ЗАДАНИЯ К ВЫПОЛНЕНИЮ ->
1. Какой год Светлана Савенко в интервью о духовной музыке называет финалом рассматриваемого периода?
2. Пожалуйста, дайте продолжение интервью о духовной музыке, начиная сразу после его последней фразы.

ТЕКСТ ДЛЯ ЧТЕНИЯ ->
++++++++++++++++++++

ИнтервьюКультура

Светлана Савенко: «Духовная музыка — это была выжженная земля»

Известный музыковед — о том, как советский авангард возрождал традицию духовной музыки и ради чего известные композиторы рисковали своей карьерой

Светлана Савенко: «Духовная музыка — это была выжженная земля»

Ансамбль Questa Musica. Фото: Московская государственная академическая филармония

В Москве в Концертном зале им. Чайковского завершился фестиваль «Musica sacra nova. Духовная музыка из бывшего СССР» — он выглядел открытием целого континента. 19 июня ансамбль Questa Musica и дирижер Филипп Чижевский представили панораму духовной музыки от Вустина, Десятникова и Пярта до Артемьева, Мартынова и Сидельникова.

О героях фестиваля, его контексте и истоках «Новая» беседует с музыковедом, доктором искусствоведения Светланой Савенко.

— Программы трех концертов поражают обилием имен, но мы видим лишь часть музыкальных пространств. Перед нами важнейшая часть антологии, того, что написано в 60–80-е на религиозные темы?

— Давайте сначала определимся во времени и месте. Речь о поколении, которое выступило на художественную арену на рубеже 1950–60-х годов, в основном в 60-е. Это люди, родившиеся в 1930-е, те, кого называют музыкальными нонконформистами, или советским авангардом, их относят к неофициальному искусству. Это начальная точка периода. Финалом же я бы совершенно четко обозначила 1988 год — тысячелетие Крещения Руси, когда всё разрешили и, более того, стали поощрять религиозные темы и сюжеты. И где на тему духовной музыки в аспекте нонконформизма говорить не имеет смысла: там было много явлений совершенно другого сорта.

Светлана Савенко. Фото: «Музыкальное обозрение»

Светлана Савенко. Фото: «Музыкальное обозрение»

++++++++++++++++++++

ИСХОДНЫЕ ДАННЫЕ ->
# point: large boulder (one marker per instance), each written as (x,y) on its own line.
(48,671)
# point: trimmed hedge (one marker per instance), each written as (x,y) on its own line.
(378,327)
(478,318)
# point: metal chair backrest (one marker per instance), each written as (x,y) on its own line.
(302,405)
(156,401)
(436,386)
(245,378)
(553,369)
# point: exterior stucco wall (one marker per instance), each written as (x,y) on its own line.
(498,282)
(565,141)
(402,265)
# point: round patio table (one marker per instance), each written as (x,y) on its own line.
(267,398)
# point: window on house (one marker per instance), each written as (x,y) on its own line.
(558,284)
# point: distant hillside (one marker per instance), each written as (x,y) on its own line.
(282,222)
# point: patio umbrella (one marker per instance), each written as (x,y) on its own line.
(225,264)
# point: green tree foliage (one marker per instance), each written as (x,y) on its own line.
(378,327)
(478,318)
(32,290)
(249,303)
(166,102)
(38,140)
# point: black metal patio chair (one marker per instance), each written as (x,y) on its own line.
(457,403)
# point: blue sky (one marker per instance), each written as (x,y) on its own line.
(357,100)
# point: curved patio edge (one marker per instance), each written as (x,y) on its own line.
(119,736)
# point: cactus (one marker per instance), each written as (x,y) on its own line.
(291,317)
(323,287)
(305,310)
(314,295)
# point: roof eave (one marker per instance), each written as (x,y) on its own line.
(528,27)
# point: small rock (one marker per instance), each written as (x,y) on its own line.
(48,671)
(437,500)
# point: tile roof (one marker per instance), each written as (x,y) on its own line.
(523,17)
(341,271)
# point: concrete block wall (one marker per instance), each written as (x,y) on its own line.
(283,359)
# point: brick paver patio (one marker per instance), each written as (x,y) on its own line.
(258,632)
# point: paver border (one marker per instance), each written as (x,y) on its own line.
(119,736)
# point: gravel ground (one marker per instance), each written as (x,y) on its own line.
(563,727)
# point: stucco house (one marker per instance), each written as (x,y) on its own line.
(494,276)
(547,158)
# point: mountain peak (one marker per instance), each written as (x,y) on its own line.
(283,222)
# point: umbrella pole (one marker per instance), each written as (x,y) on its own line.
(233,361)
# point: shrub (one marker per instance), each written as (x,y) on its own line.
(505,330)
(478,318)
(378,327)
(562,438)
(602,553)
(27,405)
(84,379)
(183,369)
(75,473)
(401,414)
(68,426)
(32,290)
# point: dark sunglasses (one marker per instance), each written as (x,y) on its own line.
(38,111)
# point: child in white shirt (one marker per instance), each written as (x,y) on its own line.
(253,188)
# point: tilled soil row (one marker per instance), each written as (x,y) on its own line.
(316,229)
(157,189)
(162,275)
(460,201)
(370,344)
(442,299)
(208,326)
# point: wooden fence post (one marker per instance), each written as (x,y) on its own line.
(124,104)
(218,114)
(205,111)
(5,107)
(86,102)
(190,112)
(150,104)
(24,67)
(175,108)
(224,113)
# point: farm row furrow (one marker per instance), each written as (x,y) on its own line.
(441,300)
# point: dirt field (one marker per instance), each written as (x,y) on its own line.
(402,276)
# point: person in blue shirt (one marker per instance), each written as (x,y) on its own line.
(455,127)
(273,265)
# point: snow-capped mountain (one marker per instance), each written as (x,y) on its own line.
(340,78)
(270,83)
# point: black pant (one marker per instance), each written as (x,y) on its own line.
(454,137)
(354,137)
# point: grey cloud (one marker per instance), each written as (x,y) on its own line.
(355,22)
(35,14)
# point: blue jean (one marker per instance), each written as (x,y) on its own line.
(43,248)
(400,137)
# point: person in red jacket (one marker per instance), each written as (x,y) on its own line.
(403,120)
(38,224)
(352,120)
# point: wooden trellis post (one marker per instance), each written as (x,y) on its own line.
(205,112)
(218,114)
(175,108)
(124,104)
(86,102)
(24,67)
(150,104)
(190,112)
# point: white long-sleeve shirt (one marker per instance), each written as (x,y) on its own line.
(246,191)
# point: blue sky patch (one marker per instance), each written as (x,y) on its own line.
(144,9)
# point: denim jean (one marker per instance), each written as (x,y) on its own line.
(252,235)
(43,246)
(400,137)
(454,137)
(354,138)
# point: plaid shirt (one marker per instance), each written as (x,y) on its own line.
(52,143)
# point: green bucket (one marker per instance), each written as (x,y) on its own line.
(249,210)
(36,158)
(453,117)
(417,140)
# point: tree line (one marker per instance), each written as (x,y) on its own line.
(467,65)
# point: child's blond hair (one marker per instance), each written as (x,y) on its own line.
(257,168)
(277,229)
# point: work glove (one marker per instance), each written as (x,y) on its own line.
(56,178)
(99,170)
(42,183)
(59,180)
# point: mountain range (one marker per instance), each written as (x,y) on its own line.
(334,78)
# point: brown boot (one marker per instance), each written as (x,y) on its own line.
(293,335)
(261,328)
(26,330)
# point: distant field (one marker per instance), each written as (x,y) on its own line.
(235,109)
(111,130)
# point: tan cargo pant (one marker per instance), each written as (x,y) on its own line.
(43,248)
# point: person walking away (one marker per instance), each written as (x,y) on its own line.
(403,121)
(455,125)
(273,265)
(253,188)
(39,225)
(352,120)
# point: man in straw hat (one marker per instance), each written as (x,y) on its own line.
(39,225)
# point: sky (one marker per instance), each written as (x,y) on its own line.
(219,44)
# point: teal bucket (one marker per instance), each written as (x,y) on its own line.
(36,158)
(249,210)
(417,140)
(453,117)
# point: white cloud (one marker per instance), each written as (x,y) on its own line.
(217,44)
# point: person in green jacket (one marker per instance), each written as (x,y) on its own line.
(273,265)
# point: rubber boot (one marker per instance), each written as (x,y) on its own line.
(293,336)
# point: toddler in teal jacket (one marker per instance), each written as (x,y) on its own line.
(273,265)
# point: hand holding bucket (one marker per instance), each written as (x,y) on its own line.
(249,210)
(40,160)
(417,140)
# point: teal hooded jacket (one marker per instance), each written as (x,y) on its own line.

++++++++++++++++++++

ОТВЕТЫ ПО ЗАДАНИЯМ ->
1. 1988 год: тысячелетие Крещения Руси.

2.
Мы же говорим о поколении шестидесятников, за которым пришло поколение семидесятников, сказавшее свое слово в этой сфере, а дальше наступили восьмидесятые, тоже со своей спецификой. Разница тут состоит в том, что поколение шестидесятников — это в основном неофиты в отношении к религии, к духовной музыке и отечественной традиции церковного пения, которая была практически забыта, и забыта насильственно. Это была выжженная земля. Церковь была действительно отделена от государства очень мощной стеной. И для человека публичной интеллектуальной профессии — будь то композитор, учитель, преподаватель вуза, художник (не свободный, а служащий, а тогда ведь почти все где-то служили) — пойти в церковь и как-то приобщиться к церковной жизни было большим риском. На прихожан писали доносы, хотя среди них порой встречались знаменитости вроде Ивана Семеновича Козловского. Другие солисты Большого театра тоже бывали в церкви. Кому-то прощали, кому-то нет.

Но в основном все делалось тайно, в расчете на то, что об этом нигде больше не узнают. Иначе могли случиться всякие неприятности, вплоть до увольнения с работы.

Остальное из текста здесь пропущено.